SOURCE MATERIAL ▸
== == ==
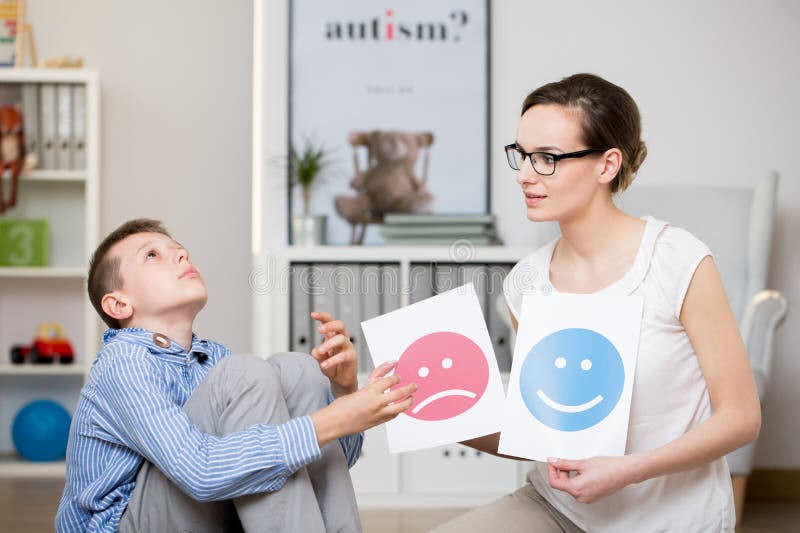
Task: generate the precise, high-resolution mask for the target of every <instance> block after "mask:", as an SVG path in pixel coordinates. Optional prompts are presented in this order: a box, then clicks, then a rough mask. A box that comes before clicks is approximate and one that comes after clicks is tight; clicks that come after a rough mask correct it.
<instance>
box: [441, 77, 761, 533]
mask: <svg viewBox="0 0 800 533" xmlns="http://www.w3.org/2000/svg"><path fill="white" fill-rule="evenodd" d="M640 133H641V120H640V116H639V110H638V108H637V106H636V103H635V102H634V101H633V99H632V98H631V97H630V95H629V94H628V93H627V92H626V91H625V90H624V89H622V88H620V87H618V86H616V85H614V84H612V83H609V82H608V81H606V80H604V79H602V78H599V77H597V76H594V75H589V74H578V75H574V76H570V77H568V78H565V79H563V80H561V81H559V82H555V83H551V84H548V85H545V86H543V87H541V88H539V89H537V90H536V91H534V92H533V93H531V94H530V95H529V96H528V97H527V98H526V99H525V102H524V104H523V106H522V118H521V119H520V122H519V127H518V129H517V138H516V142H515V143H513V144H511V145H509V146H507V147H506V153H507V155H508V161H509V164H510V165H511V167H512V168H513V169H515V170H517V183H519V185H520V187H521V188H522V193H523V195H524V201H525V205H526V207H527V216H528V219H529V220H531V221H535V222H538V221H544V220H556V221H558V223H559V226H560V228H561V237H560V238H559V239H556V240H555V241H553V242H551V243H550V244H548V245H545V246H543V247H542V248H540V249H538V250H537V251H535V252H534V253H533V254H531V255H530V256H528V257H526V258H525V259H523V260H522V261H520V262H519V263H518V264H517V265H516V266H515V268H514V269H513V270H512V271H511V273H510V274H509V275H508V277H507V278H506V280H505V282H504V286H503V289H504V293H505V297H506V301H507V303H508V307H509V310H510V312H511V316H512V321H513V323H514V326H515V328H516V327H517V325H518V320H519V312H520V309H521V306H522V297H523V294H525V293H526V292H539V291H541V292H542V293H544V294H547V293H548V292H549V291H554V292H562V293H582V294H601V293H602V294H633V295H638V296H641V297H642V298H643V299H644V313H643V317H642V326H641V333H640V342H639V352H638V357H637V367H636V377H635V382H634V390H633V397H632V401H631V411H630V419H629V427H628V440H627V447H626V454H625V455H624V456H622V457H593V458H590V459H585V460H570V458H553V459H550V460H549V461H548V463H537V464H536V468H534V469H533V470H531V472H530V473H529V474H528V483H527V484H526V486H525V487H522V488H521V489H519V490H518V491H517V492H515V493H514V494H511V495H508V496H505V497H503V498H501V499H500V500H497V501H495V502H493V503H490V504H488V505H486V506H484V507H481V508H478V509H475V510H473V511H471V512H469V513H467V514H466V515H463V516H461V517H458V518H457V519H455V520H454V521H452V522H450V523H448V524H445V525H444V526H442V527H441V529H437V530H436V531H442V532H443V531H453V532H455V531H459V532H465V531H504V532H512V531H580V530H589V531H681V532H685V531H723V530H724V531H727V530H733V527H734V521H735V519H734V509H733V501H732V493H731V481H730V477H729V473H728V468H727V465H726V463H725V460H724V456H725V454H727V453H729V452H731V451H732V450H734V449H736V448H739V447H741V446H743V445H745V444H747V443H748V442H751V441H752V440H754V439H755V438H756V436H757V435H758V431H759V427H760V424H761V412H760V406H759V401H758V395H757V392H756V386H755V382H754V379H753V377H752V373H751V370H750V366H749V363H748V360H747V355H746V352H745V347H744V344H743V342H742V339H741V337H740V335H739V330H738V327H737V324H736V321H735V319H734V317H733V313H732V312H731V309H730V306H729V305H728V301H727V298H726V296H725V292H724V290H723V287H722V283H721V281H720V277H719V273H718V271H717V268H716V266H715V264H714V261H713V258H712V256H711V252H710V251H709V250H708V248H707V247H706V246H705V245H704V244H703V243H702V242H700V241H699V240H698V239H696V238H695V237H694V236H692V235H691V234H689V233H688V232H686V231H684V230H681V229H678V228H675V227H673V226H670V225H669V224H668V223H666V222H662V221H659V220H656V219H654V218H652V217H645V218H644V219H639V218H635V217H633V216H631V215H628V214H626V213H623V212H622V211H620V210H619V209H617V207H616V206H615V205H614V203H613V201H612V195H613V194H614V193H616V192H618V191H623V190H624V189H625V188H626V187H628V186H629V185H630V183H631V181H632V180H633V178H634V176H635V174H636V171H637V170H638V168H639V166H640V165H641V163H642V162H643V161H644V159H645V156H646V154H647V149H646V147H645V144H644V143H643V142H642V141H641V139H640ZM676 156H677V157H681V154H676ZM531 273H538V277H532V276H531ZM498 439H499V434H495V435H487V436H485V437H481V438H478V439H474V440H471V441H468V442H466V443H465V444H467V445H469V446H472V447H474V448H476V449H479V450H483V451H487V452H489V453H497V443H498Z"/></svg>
== == ==
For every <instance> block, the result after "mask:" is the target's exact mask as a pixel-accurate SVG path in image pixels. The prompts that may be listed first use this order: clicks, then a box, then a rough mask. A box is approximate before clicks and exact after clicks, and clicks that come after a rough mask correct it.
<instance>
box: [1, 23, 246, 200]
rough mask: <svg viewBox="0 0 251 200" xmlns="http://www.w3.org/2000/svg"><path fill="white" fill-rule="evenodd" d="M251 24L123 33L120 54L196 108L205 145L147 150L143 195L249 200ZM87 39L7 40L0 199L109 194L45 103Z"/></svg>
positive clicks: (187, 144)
== == ==
TASK ▸
The line above containing "box: [1, 23, 246, 200]", the line containing "positive clicks: (187, 144)", and every line between them are to be transcribed exactly; no other line is wanted.

EXPECTED ANSWER ▸
box: [1, 23, 246, 200]
rough mask: <svg viewBox="0 0 251 200" xmlns="http://www.w3.org/2000/svg"><path fill="white" fill-rule="evenodd" d="M251 24L123 33L120 54L196 108L205 145L147 150L143 195L249 200ZM87 39L7 40L0 199L109 194L45 103Z"/></svg>
positive clicks: (187, 144)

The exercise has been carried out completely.